TASK TO COMPLETE: Will you print the material below without altering a single character?

[Collected data entries]
┌────────

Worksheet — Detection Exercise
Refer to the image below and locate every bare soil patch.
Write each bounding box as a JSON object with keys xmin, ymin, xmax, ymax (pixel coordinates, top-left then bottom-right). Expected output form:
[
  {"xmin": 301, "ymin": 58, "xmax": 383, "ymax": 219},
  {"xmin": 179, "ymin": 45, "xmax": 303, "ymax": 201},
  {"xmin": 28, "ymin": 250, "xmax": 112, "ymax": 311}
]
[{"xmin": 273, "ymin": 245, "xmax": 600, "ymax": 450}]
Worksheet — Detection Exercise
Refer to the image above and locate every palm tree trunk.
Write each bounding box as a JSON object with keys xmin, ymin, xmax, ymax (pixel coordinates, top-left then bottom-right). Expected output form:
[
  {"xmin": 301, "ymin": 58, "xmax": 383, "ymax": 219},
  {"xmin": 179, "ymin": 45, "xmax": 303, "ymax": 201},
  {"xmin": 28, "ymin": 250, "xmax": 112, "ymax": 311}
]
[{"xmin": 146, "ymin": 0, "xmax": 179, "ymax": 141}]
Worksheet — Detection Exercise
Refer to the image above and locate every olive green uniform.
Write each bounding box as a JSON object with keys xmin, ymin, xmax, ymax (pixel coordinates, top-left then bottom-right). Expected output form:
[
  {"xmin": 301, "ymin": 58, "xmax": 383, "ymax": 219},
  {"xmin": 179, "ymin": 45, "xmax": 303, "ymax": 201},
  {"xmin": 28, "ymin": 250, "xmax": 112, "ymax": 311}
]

└────────

RESPONSE FOR THIS EXERCISE:
Worksheet — Detection Exercise
Refer to the image below and locate every bare soil patch.
Write each bounding box as a JSON object with keys xmin, ymin, xmax, ymax (pixel coordinates, top-left then bottom-right). Expected output form:
[
  {"xmin": 301, "ymin": 58, "xmax": 383, "ymax": 219},
  {"xmin": 179, "ymin": 45, "xmax": 303, "ymax": 201},
  {"xmin": 28, "ymin": 250, "xmax": 112, "ymax": 311}
]
[{"xmin": 273, "ymin": 245, "xmax": 600, "ymax": 450}]
Worksheet — Detection Exercise
Refer to the image above and locate every palm tree trunk.
Write each bounding box as a JSON object with keys xmin, ymin, xmax, ymax (pixel coordinates, top-left then bottom-right). Expected output form:
[
  {"xmin": 301, "ymin": 58, "xmax": 383, "ymax": 219},
  {"xmin": 179, "ymin": 45, "xmax": 303, "ymax": 201},
  {"xmin": 28, "ymin": 250, "xmax": 112, "ymax": 311}
]
[{"xmin": 146, "ymin": 0, "xmax": 179, "ymax": 141}]
Worksheet — Detection Exercise
Refer to the image above and locate every olive green uniform.
Write each bounding box as a JSON object with keys xmin, ymin, xmax, ymax (pixel coordinates, top-left then bottom-right). Expected output form:
[
  {"xmin": 301, "ymin": 58, "xmax": 383, "ymax": 219},
  {"xmin": 179, "ymin": 45, "xmax": 303, "ymax": 201},
  {"xmin": 28, "ymin": 250, "xmax": 112, "ymax": 311}
]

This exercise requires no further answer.